Stored data:
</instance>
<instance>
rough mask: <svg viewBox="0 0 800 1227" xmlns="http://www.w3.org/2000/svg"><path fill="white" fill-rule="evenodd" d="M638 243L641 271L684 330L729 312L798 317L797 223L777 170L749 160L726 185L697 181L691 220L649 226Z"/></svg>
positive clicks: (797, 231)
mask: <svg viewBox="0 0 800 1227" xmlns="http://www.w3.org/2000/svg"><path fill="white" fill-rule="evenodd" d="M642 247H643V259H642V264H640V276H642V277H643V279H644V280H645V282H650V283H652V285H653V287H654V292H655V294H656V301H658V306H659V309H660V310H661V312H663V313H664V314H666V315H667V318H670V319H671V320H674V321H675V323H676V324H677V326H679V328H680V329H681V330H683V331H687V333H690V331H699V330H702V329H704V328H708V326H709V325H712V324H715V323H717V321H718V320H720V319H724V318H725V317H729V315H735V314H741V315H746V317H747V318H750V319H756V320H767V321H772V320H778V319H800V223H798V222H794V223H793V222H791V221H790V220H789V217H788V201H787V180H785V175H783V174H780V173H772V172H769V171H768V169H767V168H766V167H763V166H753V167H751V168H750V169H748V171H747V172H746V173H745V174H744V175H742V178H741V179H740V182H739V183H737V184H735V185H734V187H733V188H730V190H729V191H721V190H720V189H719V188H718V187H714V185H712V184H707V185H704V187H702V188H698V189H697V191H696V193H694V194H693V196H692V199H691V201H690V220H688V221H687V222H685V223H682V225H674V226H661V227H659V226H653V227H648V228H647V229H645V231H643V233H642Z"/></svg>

Exercise directions:
Up to and including the last line above, starting with the line that contains "rough mask: <svg", return each line exactly and nothing else.

Solution below:
rough mask: <svg viewBox="0 0 800 1227" xmlns="http://www.w3.org/2000/svg"><path fill="white" fill-rule="evenodd" d="M638 243L641 271L684 330L729 312L798 317L797 223L777 170L749 160L726 185L697 181L691 220L649 226Z"/></svg>
positive clicks: (797, 231)
mask: <svg viewBox="0 0 800 1227" xmlns="http://www.w3.org/2000/svg"><path fill="white" fill-rule="evenodd" d="M642 247H643V259H642V264H640V276H642V277H643V279H644V280H645V282H650V283H652V285H653V287H654V292H655V294H656V301H658V306H659V309H660V310H661V312H663V313H664V314H666V315H667V318H670V319H671V320H674V321H675V323H676V324H677V326H679V328H680V329H681V330H683V331H687V333H690V331H699V330H702V329H704V328H708V326H709V325H712V324H715V323H717V321H718V320H720V319H724V318H725V317H729V315H735V314H741V315H746V317H747V318H750V319H756V320H767V321H772V320H778V319H800V223H798V222H794V223H793V222H791V221H790V220H789V217H788V201H787V180H785V175H783V174H780V173H772V172H769V171H768V169H767V168H766V167H763V166H753V167H751V168H750V169H748V171H747V172H746V173H745V174H744V175H742V178H741V179H740V182H739V183H737V184H735V185H734V187H733V188H730V190H729V191H721V190H720V189H719V188H718V187H714V185H712V184H707V185H704V187H702V188H698V189H697V191H696V193H694V194H693V196H692V199H691V201H690V220H688V221H687V222H685V223H682V225H674V226H661V227H659V226H653V227H648V228H647V229H645V231H643V233H642Z"/></svg>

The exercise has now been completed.